Johnson & Johnson Stock Is on Fire -- Still Time to Buy?

"Buy low, sell high". So goes the old adage for how to make money in the stock market. But what if there were another way? What if we could "buy high, and buy higher"?

I know that sounds ridiculous, but this past week, Fool user aryan89 posted a brilliant message on the Fool's premium boards. In it, he said:

History tells us that rather than trying to time the market and buy low, sell high, it is better to stick to your investing philosophies. If the reasons you invested into a company are still intact, rather than asking "Should I sell and take profits?", the correct question would be to ask, "Should I buy more?" 

With this in mind, as I look for five potential stocks to invest my real money in during the month of August, I'm looking for companies and stocks that are firing on all cylinders, and unabashedly buying in even though a stock has had strong price appreciation.

▶ **MATERIAL SUPPLIED**:
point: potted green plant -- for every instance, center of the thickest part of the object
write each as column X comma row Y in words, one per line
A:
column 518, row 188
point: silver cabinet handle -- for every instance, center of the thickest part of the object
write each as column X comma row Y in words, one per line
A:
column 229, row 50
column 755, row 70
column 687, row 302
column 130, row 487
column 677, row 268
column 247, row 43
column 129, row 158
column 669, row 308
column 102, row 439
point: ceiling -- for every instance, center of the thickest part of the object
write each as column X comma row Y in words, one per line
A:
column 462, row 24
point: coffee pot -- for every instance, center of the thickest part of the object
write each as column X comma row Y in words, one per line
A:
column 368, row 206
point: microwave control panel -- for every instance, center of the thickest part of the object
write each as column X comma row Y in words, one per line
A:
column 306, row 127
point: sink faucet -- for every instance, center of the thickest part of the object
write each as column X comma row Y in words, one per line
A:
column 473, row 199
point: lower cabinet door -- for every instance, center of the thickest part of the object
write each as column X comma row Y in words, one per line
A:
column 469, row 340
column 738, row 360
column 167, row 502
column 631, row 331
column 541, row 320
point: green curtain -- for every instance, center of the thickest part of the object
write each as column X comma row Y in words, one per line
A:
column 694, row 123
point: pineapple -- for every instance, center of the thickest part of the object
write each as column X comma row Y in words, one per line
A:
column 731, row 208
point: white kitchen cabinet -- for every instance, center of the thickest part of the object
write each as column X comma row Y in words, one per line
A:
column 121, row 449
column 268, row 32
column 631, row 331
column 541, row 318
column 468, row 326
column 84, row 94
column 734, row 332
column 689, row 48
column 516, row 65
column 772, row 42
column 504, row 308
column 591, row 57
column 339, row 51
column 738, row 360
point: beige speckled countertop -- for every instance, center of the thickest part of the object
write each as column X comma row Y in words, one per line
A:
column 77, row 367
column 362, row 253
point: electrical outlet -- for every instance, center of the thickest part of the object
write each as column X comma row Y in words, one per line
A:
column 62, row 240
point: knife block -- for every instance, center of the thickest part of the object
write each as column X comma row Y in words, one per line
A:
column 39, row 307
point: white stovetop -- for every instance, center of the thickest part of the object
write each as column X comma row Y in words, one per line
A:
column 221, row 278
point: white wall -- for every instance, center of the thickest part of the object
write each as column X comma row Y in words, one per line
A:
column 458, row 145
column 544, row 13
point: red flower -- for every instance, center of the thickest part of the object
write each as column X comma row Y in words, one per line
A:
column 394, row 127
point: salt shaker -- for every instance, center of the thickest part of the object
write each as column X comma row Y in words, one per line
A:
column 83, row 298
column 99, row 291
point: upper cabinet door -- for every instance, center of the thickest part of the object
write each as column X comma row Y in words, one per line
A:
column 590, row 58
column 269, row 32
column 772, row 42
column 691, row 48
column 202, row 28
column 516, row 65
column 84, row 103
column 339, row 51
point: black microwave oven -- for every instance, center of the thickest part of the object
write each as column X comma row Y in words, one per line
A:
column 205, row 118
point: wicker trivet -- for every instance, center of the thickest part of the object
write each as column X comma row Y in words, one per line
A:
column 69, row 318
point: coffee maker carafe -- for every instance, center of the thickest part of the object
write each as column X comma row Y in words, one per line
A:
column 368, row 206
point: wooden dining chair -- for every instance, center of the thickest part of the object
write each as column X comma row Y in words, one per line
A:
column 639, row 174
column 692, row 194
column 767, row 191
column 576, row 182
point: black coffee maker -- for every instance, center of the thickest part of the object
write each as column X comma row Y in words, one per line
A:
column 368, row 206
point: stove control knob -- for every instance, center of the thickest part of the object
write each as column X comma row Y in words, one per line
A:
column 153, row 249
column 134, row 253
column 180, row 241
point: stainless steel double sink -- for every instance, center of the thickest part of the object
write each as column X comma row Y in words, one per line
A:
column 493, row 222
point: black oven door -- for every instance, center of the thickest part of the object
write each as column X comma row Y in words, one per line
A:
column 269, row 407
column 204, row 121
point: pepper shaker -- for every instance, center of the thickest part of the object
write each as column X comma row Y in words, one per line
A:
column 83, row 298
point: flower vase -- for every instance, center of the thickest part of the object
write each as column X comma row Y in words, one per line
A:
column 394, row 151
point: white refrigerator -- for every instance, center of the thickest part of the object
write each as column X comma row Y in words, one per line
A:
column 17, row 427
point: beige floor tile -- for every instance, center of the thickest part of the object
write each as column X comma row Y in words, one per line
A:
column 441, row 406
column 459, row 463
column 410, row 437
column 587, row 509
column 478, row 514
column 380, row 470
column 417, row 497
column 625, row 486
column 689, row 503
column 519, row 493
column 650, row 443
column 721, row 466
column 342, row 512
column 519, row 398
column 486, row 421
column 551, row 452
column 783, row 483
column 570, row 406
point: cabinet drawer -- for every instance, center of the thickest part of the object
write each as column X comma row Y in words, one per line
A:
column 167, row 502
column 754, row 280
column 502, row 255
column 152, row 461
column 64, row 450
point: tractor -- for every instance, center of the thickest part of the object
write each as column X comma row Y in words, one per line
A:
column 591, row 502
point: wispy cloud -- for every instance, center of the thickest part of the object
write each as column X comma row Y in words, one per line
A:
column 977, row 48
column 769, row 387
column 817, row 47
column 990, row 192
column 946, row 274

▶ **EXERCISE DIRECTIONS**:
In the Johnson & Johnson stock article, why is the writer willing to buy stocks for August even after a strong price rise? Answer in one to three sentences.

▶ **RESPONSE AREA**:
The writer follows the quoted message's view that sticking to your investing philosophy is better than trying to time the market by buying low and selling high. If the reasons for investing in a company are still intact, the right question is "Should I buy more?" rather than whether to sell and take profits. So the writer looks for companies firing on all cylinders and buys even after strong price appreciation.